**PROBLEM REQUIREMENTS**. Arrange the lines of the listing below as a JSON list of strings, one string per line with blank lines left out, starting with the line that contains "Mark every instance of the player's hand" and going on through the line that contains "(881, 1136)", both included.

— start SUPPLIED DATA —

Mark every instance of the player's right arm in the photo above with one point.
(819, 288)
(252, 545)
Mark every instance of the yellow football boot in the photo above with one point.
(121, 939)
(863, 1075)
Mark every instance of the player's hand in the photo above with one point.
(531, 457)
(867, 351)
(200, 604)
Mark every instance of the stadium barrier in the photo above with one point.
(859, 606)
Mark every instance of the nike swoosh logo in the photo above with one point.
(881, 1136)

— end SUPPLIED DATA —
— start SUPPLIED DATA —

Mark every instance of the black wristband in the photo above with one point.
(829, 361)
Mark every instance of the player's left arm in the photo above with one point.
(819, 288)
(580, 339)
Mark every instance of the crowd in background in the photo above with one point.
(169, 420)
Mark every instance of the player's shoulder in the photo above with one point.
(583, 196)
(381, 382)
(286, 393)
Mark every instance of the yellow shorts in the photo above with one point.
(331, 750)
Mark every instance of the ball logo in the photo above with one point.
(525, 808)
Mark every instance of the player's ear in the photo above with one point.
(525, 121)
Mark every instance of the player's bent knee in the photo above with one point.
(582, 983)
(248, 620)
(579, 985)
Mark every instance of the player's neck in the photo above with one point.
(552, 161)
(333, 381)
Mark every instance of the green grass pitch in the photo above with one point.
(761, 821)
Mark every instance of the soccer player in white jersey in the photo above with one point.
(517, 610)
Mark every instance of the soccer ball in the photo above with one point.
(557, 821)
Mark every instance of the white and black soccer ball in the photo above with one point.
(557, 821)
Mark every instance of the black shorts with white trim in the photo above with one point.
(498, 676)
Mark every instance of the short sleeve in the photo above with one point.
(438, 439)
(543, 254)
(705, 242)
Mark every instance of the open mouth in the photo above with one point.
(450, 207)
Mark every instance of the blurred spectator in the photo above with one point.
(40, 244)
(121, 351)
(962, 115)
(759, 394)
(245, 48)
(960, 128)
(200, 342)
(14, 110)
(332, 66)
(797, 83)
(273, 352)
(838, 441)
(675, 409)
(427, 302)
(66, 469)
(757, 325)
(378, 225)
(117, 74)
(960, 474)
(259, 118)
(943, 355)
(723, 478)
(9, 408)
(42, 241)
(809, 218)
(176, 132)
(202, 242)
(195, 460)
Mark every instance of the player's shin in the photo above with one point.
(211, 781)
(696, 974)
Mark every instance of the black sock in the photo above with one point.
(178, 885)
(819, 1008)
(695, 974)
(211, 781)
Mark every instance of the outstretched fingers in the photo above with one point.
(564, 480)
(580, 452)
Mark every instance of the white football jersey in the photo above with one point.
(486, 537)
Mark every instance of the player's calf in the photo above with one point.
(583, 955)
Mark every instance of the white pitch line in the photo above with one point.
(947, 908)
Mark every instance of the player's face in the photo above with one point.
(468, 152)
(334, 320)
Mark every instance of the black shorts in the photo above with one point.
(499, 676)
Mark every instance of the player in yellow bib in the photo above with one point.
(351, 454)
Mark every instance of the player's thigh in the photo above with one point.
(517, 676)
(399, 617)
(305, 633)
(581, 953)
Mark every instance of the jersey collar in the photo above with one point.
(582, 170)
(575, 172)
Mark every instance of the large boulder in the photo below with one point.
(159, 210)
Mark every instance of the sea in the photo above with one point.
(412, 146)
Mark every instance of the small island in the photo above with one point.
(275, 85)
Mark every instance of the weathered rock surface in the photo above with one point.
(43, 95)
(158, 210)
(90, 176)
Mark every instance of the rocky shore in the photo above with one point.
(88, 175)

— end SUPPLIED DATA —

**WRITTEN ANSWER**.
[
  "Mark every instance of the player's hand in the photo above with one point.",
  "(531, 457)",
  "(867, 351)",
  "(200, 604)",
  "Mark every instance of the stadium barrier in the photo above with one point.",
  "(859, 606)",
  "Mark every instance of the nike swoosh logo in the photo above with one point.",
  "(881, 1136)"
]